## Problem to work on
Please write out all of the entries beneath this line exactly, skipping the pictures.

## Source records
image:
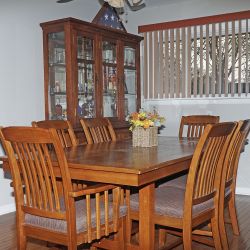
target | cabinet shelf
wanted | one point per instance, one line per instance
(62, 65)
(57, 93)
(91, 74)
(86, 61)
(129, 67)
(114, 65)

## Written solution
image:
target | cabinet shelf
wanted | one point per instance, one line per instance
(62, 65)
(57, 93)
(91, 74)
(86, 61)
(129, 67)
(114, 65)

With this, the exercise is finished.